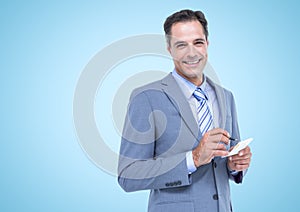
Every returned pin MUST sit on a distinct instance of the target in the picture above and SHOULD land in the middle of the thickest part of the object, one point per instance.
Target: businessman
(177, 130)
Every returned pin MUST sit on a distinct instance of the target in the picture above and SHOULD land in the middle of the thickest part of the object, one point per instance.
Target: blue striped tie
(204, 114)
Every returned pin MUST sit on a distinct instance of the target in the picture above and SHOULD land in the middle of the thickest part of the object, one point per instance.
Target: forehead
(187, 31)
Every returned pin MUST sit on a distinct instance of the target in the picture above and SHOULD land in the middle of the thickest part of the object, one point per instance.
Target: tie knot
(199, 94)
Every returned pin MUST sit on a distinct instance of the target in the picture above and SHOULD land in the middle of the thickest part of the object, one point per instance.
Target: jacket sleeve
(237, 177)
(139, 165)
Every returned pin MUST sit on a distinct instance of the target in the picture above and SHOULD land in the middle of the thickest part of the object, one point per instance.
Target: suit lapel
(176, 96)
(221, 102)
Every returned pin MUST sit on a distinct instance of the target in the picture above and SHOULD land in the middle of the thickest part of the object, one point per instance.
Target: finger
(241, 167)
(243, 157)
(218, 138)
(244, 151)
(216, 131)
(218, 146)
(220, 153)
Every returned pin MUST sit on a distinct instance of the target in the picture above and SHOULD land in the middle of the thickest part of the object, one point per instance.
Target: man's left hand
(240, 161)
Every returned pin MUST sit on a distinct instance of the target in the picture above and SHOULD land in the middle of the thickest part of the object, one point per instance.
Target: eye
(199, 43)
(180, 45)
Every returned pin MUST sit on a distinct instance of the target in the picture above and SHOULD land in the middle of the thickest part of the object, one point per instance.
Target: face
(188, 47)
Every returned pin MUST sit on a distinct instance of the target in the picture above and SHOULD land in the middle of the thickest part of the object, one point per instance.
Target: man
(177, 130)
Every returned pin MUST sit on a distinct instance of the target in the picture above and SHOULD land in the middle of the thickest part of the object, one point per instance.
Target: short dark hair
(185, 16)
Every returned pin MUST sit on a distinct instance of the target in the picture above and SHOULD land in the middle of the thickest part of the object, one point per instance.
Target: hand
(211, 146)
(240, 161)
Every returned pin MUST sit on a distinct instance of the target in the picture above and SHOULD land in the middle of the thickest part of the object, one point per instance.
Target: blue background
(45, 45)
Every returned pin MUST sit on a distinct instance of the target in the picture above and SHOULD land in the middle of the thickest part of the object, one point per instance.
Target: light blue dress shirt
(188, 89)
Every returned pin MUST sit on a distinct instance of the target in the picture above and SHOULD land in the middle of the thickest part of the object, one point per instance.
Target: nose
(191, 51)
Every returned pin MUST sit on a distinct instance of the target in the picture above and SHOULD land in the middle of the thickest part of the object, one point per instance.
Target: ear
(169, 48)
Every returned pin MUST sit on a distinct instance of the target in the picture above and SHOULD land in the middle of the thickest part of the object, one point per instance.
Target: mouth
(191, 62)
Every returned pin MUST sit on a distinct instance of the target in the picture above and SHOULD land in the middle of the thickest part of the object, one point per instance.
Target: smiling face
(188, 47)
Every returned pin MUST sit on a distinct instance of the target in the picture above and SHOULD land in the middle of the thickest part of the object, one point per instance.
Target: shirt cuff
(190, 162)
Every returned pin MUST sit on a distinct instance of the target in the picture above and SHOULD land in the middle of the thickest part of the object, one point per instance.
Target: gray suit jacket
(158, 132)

━━━━━━━━━━

## [What you are asked to do]
Each line of the data needs to be output exactly, with any image excluded.

## [Response area]
Every returned pin MUST sit on a distinct instance of the target in the picture above and SHOULD land in the middle of the thickest part of the object, one point per instance.
Target: businessman
(177, 130)
Every returned pin MUST sit on a distinct instance of the target in the picture above and SHOULD land in the middle of the thickest part of the object, one point per instance.
Target: blue striped tie
(204, 114)
Every returned pin MUST sit on a distinct instance of the target in the picture above and SHOULD land in the middle of the thickest part of the object, one point per instance.
Target: forehead
(187, 31)
Every returned pin MUST sit on a distinct instance of the target in the picture above and SHOULD land in the middle of the thickest part of the object, one point per instance.
Target: tie knot
(199, 94)
Every returned pin MUST sit on a distinct instance of the target in the picture above and SHOULD land in the middle of the thickest part of the object, one point per instance.
Target: jacket sleeve
(237, 177)
(139, 165)
Every returned pin MUST sit on a distinct instance of the target in the picture above and SHOULD land in the middle of the thickest part of the object, one point per instance.
Target: suit lapel
(176, 96)
(221, 102)
Every returned pin MUST sit on a distinct instance of the target in the picture above and SHOULD land in the middle of the thickest part of the object, one point per instance.
Target: finger
(241, 167)
(243, 157)
(218, 138)
(244, 151)
(216, 131)
(218, 146)
(220, 153)
Every returned pin MUST sit on a distinct instance of the target in the picture above and SHOULD land in the middle of the thickest part of the object, one point per instance.
Target: man's left hand
(240, 161)
Every returned pin MUST sit on a distinct instance of the target in the picture above and SHOULD land in the middle of the thickest part of the object, one point per instance.
Target: eye
(199, 43)
(180, 45)
Every returned pin MUST sit on a distinct instance of the target in the picture above and SHOULD land in the middle of the thickest part of the object, one point per instance.
Target: face
(188, 47)
Every returned pin MUST sit on a distinct instance of the target in the picture above and SHOULD land in the middle of the thickest part of the object, one point per instance.
Target: man
(177, 130)
Every returned pin MUST sit on a distinct instance of the target in the picture above and SHOULD land in the middle of the thickest part of the object, one point per instance.
Target: short dark hair
(185, 16)
Every returned pin MUST sit on a distinct instance of the target in the picture above and SHOULD land in the middle of the thickest part of the object, one point per instance.
Target: hand
(211, 146)
(240, 161)
Every returned pin MUST sit on a distinct instance of the target in the picture above and SHOULD land in the middle of the thickest part of the object, one point per instance.
Target: blue background
(45, 45)
Every returned pin MUST sit on a distinct instance of the target in the picture above and SHOULD land in the middle of the thickest part of the object, one point per instance.
Target: light blue dress shirt
(188, 89)
Every returned pin MUST sit on a distinct instance of the target in the picture above and SHOULD land in the middle of the thickest part of the object, one point per instance.
Target: nose
(191, 51)
Every returned pin MUST sit on a distinct instance of the target in the picture above and SHOULD land in the middle of the thickest part of the object, one point per instance.
Target: ear
(169, 48)
Every returned pin MUST sit on a distinct instance of the target in the picture above and SHOULD land in the middle of the thickest part of the object, one point per instance.
Target: mouth
(191, 62)
Every returned pin MUST sit on a distinct instance of the target in the picture above and SHOULD land in the middle of the thickest part of the object, one point per instance.
Target: smiling face
(188, 47)
Every returned pin MUST sit on a distinct instance of the target in the picture above and SHOULD land in the middle of the thickest part of the object, one point per instance.
Target: shirt cuff
(190, 162)
Every returned pin MUST sit on a distinct instance of the target in the picture above and SHOULD land in the middle of the thickest part of the object, one point per instance.
Target: gray suit jacket
(158, 132)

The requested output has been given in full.